### What is required
Reproduce the whole listing, character for character.

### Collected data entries

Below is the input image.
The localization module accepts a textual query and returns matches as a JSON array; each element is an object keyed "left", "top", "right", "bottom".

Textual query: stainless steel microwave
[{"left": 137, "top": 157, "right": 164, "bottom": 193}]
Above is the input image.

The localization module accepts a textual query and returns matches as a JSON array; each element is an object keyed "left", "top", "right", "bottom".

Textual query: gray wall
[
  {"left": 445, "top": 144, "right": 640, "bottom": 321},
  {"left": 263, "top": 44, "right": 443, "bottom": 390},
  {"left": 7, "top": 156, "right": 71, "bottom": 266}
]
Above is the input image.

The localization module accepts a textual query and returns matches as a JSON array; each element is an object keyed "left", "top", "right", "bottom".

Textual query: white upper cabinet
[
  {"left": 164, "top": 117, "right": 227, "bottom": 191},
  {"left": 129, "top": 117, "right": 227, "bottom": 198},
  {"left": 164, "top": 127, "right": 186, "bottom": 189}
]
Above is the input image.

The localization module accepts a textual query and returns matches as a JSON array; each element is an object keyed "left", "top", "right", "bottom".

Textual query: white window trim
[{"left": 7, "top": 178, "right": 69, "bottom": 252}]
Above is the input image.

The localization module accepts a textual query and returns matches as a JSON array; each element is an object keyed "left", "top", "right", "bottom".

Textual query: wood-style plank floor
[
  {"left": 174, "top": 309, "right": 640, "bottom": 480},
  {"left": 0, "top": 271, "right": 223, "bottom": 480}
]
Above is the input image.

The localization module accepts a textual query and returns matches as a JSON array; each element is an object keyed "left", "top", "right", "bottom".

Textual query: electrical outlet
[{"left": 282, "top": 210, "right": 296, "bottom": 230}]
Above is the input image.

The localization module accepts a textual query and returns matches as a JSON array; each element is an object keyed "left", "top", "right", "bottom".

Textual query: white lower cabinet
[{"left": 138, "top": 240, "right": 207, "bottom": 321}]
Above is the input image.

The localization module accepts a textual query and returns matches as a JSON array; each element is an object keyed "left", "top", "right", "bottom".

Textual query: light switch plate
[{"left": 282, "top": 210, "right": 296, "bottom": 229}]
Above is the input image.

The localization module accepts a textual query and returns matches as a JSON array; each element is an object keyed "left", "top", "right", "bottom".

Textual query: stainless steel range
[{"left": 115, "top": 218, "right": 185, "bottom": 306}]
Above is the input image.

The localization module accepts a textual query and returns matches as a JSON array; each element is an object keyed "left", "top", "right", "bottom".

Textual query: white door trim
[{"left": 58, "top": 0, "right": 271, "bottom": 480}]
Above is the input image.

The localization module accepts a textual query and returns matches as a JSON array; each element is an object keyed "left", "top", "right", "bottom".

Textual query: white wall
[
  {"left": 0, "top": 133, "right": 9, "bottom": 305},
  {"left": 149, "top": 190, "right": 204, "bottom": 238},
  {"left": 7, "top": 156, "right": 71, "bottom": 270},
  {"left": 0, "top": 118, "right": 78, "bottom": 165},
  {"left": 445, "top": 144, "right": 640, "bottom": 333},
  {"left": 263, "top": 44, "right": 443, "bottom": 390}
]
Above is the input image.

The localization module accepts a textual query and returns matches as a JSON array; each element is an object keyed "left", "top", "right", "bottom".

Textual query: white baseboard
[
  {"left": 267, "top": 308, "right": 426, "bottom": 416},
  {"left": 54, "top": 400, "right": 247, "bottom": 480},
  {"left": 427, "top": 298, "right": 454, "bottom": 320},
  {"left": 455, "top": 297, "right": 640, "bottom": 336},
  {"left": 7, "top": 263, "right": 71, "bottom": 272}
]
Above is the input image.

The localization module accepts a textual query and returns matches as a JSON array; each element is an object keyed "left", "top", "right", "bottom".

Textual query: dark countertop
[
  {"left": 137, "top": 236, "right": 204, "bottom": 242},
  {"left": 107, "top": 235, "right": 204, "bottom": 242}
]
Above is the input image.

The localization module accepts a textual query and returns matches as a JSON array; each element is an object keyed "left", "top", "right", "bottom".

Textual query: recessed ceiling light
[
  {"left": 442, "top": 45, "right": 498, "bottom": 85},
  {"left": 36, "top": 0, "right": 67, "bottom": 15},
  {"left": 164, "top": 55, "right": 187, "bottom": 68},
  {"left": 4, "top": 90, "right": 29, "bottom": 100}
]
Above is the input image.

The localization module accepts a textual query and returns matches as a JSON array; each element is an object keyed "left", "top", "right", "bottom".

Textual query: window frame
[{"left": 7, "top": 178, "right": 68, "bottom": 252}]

### Result for this exercise
Below is the input image.
The localization module accepts a textual query and returns matches as a JSON array; each element is an object keyed "left", "top", "right", "bottom".

Textual query: stainless steel microwave
[{"left": 137, "top": 157, "right": 164, "bottom": 193}]
Above is the input image.

The localization module accepts a textual query and returns matches as a JSON array; each element is an object keyed "left", "top", "right", "bottom".

Textual query: gray wall
[
  {"left": 445, "top": 144, "right": 640, "bottom": 321},
  {"left": 263, "top": 44, "right": 443, "bottom": 390},
  {"left": 7, "top": 156, "right": 71, "bottom": 266}
]
Above is the input image.

The localization module accepts a textual query and returns matches as a JSON array; each element is an object keyed "left", "top", "right", "bottom".

Textual query: white upper cabinet
[
  {"left": 164, "top": 117, "right": 227, "bottom": 191},
  {"left": 129, "top": 117, "right": 227, "bottom": 198},
  {"left": 164, "top": 127, "right": 186, "bottom": 189}
]
Above is the input image.

The localization module accepts a textual query and returns matches as a JSON array; each element is an object keyed "left", "top", "right", "bottom".

Textual query: white window trim
[{"left": 7, "top": 178, "right": 69, "bottom": 252}]
Above is the input image.

The localization module accepts a textual query and returns matches as a JSON array; each element is an object keyed "left", "top", "right", "bottom".

Textual query: wood-style plank floor
[
  {"left": 174, "top": 309, "right": 640, "bottom": 480},
  {"left": 0, "top": 271, "right": 223, "bottom": 480}
]
Above is the input image.

The localization module accepts a textual query and returns matches as a JSON array; each element is an object keyed "left", "top", "right", "bottom".

Textual query: electrical outlet
[{"left": 282, "top": 210, "right": 296, "bottom": 230}]
Above is the input image.

The localization module accepts a textual query and returns matches as a JSON array; each element is an object keyed "left", "top", "right", "bottom".

Textual query: white lower cabinet
[{"left": 138, "top": 240, "right": 207, "bottom": 321}]
Above is the input image.

The localization module accepts a textual query and returns matches as a JSON array; each element is an object keyed "left", "top", "right", "bottom".

Textual query: light switch plate
[{"left": 282, "top": 210, "right": 296, "bottom": 229}]
Above is the input image.

The localization module accepts a textual query and returns matches as a JSON array; each element is an object keyed "left", "top", "right", "bottom".

Textual query: stainless steel range
[{"left": 115, "top": 218, "right": 185, "bottom": 306}]
Above is the input image.

The localization module accepts a textual query and returns matches as a JSON array; each element is an object keyed "left", "top", "right", "bottom".

Textual query: white door trim
[{"left": 58, "top": 0, "right": 271, "bottom": 480}]
Above is the input image.

The localization module accepts a textual query and returns matches as a JSON array; each element is an object keyed "left", "top", "right", "bottom".

Textual query: white wall
[
  {"left": 0, "top": 133, "right": 9, "bottom": 305},
  {"left": 149, "top": 190, "right": 204, "bottom": 238},
  {"left": 7, "top": 156, "right": 71, "bottom": 270},
  {"left": 0, "top": 118, "right": 78, "bottom": 165},
  {"left": 445, "top": 144, "right": 640, "bottom": 333},
  {"left": 263, "top": 44, "right": 443, "bottom": 390}
]
Above is the input image.

The localization module accepts a textual query and returns matches as a JSON array; each element is an object keyed "left", "top", "right", "bottom".

Textual query: white baseboard
[
  {"left": 267, "top": 308, "right": 426, "bottom": 416},
  {"left": 54, "top": 400, "right": 247, "bottom": 480},
  {"left": 427, "top": 298, "right": 454, "bottom": 320},
  {"left": 455, "top": 297, "right": 640, "bottom": 336},
  {"left": 7, "top": 263, "right": 71, "bottom": 272}
]
Above is the input image.

The localization module accepts a textual query and returns matches as a JSON array; each element is an object keyed "left", "top", "right", "bottom".

Textual query: dark countertop
[
  {"left": 137, "top": 236, "right": 204, "bottom": 242},
  {"left": 107, "top": 235, "right": 204, "bottom": 242}
]
Above is the input image.

The localization module accepts a textual query and returns matches as a JSON array; each element is an object keyed "left", "top", "right", "bottom".

Textual query: recessed ceiling light
[
  {"left": 442, "top": 45, "right": 498, "bottom": 85},
  {"left": 36, "top": 0, "right": 67, "bottom": 15},
  {"left": 164, "top": 55, "right": 187, "bottom": 68},
  {"left": 4, "top": 90, "right": 29, "bottom": 100}
]
Above is the input image.

The localization module accepts a textual query and returns matches as a JSON array; each element is an object keyed "left", "top", "right", "bottom".

Textual query: window frame
[{"left": 7, "top": 178, "right": 68, "bottom": 252}]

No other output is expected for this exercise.